- [What is asked]
Reproduce all of the listing below without alteration.

- [Data shown]
= = = = =

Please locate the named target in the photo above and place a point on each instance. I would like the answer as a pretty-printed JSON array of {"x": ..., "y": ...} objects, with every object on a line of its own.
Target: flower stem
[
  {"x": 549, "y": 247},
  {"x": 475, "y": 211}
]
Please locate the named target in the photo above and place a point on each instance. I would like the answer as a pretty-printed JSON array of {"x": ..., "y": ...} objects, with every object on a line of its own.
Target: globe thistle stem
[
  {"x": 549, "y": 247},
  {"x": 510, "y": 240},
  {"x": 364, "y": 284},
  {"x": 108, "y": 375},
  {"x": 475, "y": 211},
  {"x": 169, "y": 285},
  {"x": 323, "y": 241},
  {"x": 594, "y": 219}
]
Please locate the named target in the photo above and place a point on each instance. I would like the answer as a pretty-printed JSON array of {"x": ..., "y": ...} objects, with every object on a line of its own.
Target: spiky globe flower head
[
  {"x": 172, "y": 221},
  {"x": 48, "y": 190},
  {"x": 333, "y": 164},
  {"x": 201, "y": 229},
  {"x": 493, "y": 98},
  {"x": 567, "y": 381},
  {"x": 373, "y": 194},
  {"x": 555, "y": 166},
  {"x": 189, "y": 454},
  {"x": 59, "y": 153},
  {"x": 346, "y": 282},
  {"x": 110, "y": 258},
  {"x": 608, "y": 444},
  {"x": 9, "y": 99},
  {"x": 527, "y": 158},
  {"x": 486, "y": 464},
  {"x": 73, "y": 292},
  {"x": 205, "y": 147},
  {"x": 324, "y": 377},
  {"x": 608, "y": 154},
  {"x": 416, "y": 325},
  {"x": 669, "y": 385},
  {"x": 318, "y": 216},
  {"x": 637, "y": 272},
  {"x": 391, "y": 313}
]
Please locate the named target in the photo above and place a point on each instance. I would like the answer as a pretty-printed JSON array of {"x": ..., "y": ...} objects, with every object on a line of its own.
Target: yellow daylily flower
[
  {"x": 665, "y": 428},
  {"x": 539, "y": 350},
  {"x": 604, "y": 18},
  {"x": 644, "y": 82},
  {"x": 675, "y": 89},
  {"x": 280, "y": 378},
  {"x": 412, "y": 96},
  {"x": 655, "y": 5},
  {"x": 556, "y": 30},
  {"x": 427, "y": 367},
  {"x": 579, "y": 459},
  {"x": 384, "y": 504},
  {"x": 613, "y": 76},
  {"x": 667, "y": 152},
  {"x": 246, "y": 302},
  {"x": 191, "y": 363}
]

= = = = =

- [Answer to this task]
Please locate the named target in the photo above and place a point on each instance. I would like the answer as a pretty-printed JSON array of {"x": ..., "y": ...} objects, with every object on a line of its own.
Target: flower stem
[
  {"x": 549, "y": 247},
  {"x": 475, "y": 211}
]
Please locate the named target in the photo above and place a point on each instance. I would like the answer as a pretty-printed JSON array of {"x": ..., "y": ...} objects, with every object on a line of its own.
Target: globe thistle stem
[
  {"x": 549, "y": 247},
  {"x": 510, "y": 240},
  {"x": 364, "y": 284},
  {"x": 108, "y": 375},
  {"x": 475, "y": 211},
  {"x": 169, "y": 285},
  {"x": 323, "y": 241},
  {"x": 594, "y": 219}
]
Please locate the named target in the photo above and place a point on each instance. I would like the answer as a pretty-printed JSON array of {"x": ..., "y": ...} objects, with every object on a line of its own.
Target: spiky globe flower head
[
  {"x": 172, "y": 221},
  {"x": 48, "y": 190},
  {"x": 333, "y": 164},
  {"x": 201, "y": 229},
  {"x": 493, "y": 98},
  {"x": 567, "y": 381},
  {"x": 373, "y": 194},
  {"x": 555, "y": 166},
  {"x": 189, "y": 454},
  {"x": 59, "y": 153},
  {"x": 346, "y": 282},
  {"x": 110, "y": 258},
  {"x": 608, "y": 444},
  {"x": 9, "y": 99},
  {"x": 527, "y": 158},
  {"x": 486, "y": 464},
  {"x": 73, "y": 292},
  {"x": 205, "y": 147},
  {"x": 324, "y": 377},
  {"x": 608, "y": 154},
  {"x": 416, "y": 325},
  {"x": 669, "y": 385},
  {"x": 318, "y": 216},
  {"x": 637, "y": 272},
  {"x": 391, "y": 313}
]
Please locate the named target in the photo above and place a point on each instance. I would like the answer as a pretty-printed JSON array of {"x": ..., "y": ...} objects, with every object on a line of its own.
Target: yellow daylily flower
[
  {"x": 665, "y": 428},
  {"x": 539, "y": 350},
  {"x": 604, "y": 18},
  {"x": 644, "y": 82},
  {"x": 675, "y": 89},
  {"x": 280, "y": 378},
  {"x": 412, "y": 96},
  {"x": 655, "y": 5},
  {"x": 556, "y": 30},
  {"x": 427, "y": 367},
  {"x": 579, "y": 459},
  {"x": 384, "y": 504},
  {"x": 613, "y": 76},
  {"x": 667, "y": 152},
  {"x": 246, "y": 302},
  {"x": 191, "y": 363}
]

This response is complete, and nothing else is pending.